- _Task objective_
Rewrite the data below as a numbered list with one line per item. Skip any blank lines and leave out the pictures.

- _Materials provided_
☆ ☆ ☆
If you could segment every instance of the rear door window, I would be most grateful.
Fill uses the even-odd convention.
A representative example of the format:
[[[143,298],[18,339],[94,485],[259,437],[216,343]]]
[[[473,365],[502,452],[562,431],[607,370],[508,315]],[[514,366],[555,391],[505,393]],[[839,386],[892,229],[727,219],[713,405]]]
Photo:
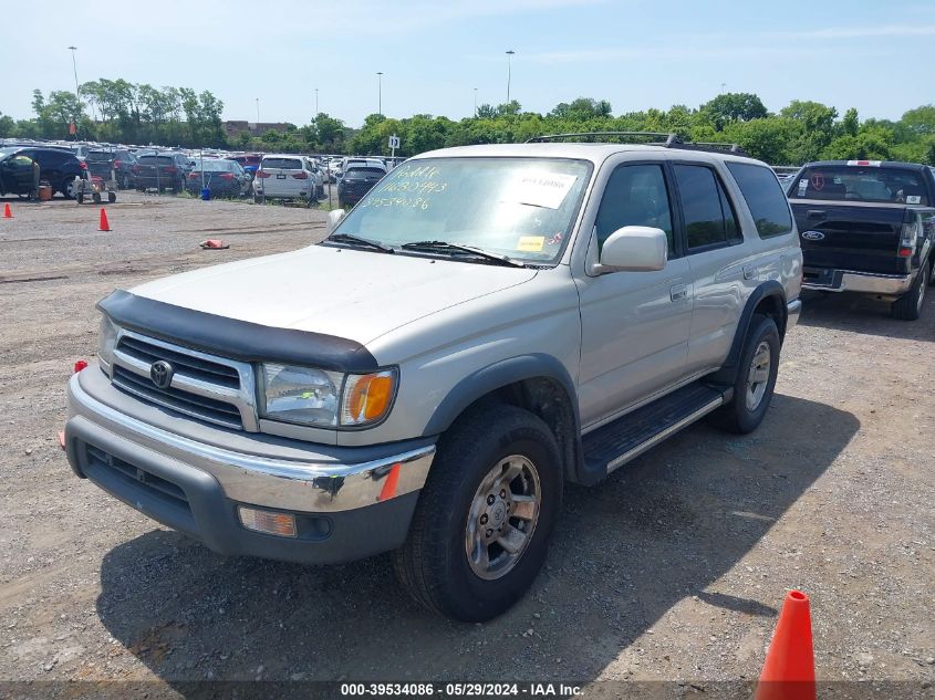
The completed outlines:
[[[747,163],[728,163],[727,169],[747,200],[760,238],[782,236],[792,230],[789,200],[771,170]]]
[[[739,241],[737,217],[715,171],[696,165],[674,165],[673,170],[685,217],[688,251]]]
☆ ☆ ☆
- _Reply to the task_
1. If you could segment every instance of the rear door window, I would be most grateful.
2. Fill uses the even-odd convention.
3. A representative example of the format:
4. [[[143,298],[18,339],[94,485],[259,437],[216,343]]]
5. [[[473,365],[502,452],[562,431],[607,370],[508,315]],[[514,366],[555,391],[505,393]],[[839,386],[892,229],[727,219],[713,405]]]
6. Photo:
7. The completed outlines:
8. [[[747,163],[728,163],[727,169],[747,200],[760,238],[782,236],[792,230],[789,200],[771,170]]]
9. [[[739,241],[737,217],[715,171],[696,165],[674,165],[673,170],[685,217],[688,251]]]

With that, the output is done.